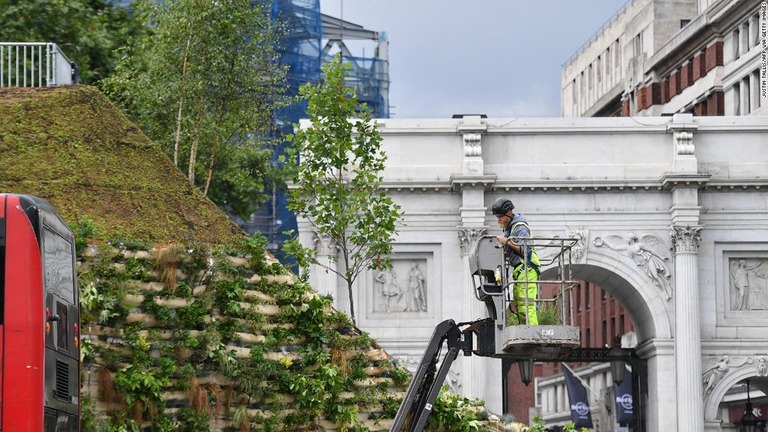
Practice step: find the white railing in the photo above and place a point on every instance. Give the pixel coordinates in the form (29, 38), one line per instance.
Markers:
(34, 64)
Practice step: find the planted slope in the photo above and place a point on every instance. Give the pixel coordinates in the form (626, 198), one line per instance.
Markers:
(72, 147)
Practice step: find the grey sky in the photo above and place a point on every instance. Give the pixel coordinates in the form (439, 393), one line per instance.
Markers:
(497, 57)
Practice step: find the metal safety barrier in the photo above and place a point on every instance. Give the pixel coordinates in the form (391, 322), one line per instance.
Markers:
(35, 64)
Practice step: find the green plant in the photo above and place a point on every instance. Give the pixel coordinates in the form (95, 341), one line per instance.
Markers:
(571, 427)
(536, 426)
(336, 165)
(548, 315)
(455, 413)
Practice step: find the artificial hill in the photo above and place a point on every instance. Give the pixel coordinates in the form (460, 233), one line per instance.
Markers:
(187, 323)
(71, 146)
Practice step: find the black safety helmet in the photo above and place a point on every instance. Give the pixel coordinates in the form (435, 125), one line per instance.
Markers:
(501, 206)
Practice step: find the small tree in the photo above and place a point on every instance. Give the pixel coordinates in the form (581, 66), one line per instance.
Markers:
(203, 82)
(337, 182)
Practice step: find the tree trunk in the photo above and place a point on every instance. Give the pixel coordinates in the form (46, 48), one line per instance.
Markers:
(195, 141)
(215, 149)
(351, 303)
(181, 99)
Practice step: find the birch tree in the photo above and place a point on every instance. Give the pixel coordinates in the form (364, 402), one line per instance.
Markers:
(335, 164)
(204, 83)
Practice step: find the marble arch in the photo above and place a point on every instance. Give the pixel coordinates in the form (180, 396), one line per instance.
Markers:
(693, 190)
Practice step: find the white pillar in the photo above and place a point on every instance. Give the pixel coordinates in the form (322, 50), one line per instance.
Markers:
(690, 406)
(324, 281)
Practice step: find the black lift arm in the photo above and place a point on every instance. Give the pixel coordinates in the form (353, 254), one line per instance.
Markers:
(421, 394)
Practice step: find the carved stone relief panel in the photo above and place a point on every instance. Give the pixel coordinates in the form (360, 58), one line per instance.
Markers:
(741, 289)
(717, 367)
(648, 252)
(402, 288)
(748, 283)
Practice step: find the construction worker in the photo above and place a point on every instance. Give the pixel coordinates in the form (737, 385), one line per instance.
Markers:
(516, 230)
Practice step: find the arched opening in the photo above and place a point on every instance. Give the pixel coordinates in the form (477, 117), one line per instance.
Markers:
(726, 401)
(642, 304)
(646, 307)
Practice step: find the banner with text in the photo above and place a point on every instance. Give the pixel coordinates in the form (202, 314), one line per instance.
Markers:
(624, 404)
(577, 395)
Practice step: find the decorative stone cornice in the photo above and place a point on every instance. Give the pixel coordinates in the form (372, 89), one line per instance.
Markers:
(468, 236)
(324, 244)
(461, 182)
(671, 181)
(685, 239)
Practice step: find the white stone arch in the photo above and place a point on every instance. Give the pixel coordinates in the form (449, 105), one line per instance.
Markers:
(732, 377)
(626, 282)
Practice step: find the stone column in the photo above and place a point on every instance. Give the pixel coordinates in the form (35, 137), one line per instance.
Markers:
(325, 281)
(482, 376)
(690, 406)
(684, 183)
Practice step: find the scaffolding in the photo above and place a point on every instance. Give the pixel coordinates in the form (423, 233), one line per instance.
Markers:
(311, 39)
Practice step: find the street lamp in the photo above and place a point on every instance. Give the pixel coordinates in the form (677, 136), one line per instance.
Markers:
(748, 421)
(618, 365)
(526, 371)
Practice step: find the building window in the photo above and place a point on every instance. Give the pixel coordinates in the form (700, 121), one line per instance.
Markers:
(638, 44)
(587, 290)
(621, 325)
(747, 104)
(574, 91)
(605, 334)
(599, 69)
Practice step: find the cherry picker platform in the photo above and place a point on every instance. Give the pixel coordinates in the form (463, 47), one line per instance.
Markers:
(496, 335)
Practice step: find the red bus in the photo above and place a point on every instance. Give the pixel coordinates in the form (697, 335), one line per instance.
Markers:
(39, 319)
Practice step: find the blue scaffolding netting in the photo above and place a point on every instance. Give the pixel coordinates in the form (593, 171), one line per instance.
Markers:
(305, 47)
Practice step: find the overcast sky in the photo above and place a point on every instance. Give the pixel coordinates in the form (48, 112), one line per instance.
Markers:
(502, 58)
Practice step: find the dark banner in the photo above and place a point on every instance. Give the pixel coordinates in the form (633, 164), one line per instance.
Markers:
(624, 405)
(577, 395)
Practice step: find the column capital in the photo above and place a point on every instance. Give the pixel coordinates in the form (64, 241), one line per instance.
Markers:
(468, 236)
(685, 239)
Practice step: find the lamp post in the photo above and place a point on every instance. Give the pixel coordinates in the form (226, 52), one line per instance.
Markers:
(748, 420)
(618, 365)
(526, 371)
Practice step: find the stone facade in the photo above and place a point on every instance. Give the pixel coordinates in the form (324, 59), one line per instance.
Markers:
(675, 214)
(661, 57)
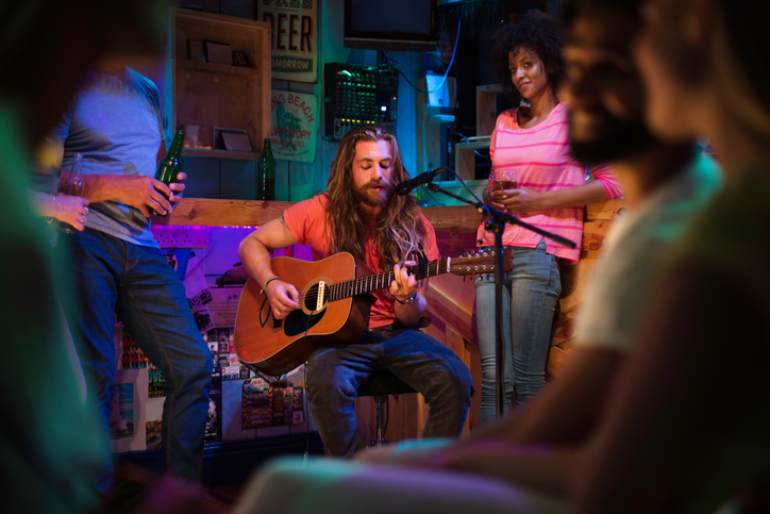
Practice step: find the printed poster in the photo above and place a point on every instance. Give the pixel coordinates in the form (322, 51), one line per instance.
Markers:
(294, 34)
(294, 126)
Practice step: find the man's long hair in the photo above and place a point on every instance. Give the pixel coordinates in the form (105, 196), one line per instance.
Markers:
(399, 231)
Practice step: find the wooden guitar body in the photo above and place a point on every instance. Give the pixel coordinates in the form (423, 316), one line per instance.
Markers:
(278, 346)
(334, 306)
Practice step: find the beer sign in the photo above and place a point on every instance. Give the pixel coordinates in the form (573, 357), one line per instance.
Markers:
(293, 37)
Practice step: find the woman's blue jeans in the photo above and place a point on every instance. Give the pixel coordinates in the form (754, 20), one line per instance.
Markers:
(530, 292)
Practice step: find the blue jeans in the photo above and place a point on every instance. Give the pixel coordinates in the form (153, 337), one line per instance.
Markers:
(335, 374)
(136, 282)
(530, 292)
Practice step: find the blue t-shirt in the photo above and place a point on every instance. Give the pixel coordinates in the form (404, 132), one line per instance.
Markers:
(115, 124)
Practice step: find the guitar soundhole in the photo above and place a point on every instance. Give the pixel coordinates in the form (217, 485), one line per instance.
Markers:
(298, 322)
(310, 301)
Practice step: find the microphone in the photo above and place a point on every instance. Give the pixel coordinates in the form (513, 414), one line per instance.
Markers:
(407, 186)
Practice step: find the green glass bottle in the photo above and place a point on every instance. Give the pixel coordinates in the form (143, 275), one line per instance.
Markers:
(266, 173)
(170, 165)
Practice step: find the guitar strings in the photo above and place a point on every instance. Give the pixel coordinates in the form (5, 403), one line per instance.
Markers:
(361, 284)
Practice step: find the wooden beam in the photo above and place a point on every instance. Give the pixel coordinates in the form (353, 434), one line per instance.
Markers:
(252, 213)
(222, 213)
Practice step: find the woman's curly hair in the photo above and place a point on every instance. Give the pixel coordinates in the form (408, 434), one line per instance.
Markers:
(535, 31)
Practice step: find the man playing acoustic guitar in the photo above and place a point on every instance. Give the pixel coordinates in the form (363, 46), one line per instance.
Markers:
(360, 214)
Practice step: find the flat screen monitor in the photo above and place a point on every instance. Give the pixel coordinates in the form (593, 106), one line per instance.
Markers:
(390, 24)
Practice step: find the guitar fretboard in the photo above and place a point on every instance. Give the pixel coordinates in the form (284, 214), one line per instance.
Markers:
(363, 285)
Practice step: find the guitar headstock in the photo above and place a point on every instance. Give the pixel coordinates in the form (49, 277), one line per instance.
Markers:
(480, 260)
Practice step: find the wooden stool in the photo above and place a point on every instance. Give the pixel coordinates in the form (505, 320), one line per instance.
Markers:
(380, 385)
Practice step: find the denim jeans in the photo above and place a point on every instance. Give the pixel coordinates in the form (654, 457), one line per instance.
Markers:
(335, 374)
(136, 282)
(530, 292)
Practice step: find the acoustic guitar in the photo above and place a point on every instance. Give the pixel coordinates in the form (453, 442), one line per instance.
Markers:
(334, 306)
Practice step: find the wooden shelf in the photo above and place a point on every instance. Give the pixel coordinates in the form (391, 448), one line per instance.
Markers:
(210, 67)
(219, 154)
(212, 95)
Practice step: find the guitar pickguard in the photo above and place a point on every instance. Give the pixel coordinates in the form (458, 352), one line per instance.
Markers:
(297, 322)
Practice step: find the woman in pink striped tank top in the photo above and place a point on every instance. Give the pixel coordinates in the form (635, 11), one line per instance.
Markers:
(533, 177)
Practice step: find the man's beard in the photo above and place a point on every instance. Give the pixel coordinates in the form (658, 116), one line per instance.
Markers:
(362, 196)
(620, 140)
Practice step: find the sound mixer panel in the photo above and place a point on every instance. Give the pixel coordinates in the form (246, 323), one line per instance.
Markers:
(359, 95)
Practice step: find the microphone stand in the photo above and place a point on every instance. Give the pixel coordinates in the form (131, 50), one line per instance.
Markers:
(495, 223)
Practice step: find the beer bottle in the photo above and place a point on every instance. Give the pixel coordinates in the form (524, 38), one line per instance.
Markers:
(266, 173)
(169, 166)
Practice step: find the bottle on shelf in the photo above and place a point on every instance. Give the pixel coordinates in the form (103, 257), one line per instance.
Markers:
(169, 166)
(266, 173)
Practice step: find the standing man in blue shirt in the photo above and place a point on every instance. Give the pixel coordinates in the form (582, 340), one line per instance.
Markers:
(115, 124)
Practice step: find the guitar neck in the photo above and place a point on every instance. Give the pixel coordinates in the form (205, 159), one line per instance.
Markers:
(363, 285)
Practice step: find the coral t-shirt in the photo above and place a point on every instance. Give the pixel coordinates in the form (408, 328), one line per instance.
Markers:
(309, 223)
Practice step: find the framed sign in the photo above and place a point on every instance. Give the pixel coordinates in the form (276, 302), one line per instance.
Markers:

* * * * * * * * *

(YOUR INSTRUCTIONS):
Starting with the line that contains "Practice step: find the standing", print each line through the last one in the listing. Include both end lines and add nothing.

(TASK OUTPUT):
Practice step: find the standing man in blue shirt in the photo above and place a point on every instance. Give the pixel coordinates in the form (582, 340), one line per instance.
Markers:
(115, 124)
Practice step: find the guitar neck in the photo above and place a point on every instance. Give the pixel coordinates in the form (205, 159), one line per instance.
Markers:
(363, 285)
Practice step: find the coral t-shirt in the photo above and place a point on every instance. Give the pixel coordinates in the form (408, 328), one line per instance.
Markers:
(309, 223)
Practice step: find the framed sign in the photo above and place a point on every instance. Give the pixel coordinates in the form (276, 302), one line per instance.
Markers:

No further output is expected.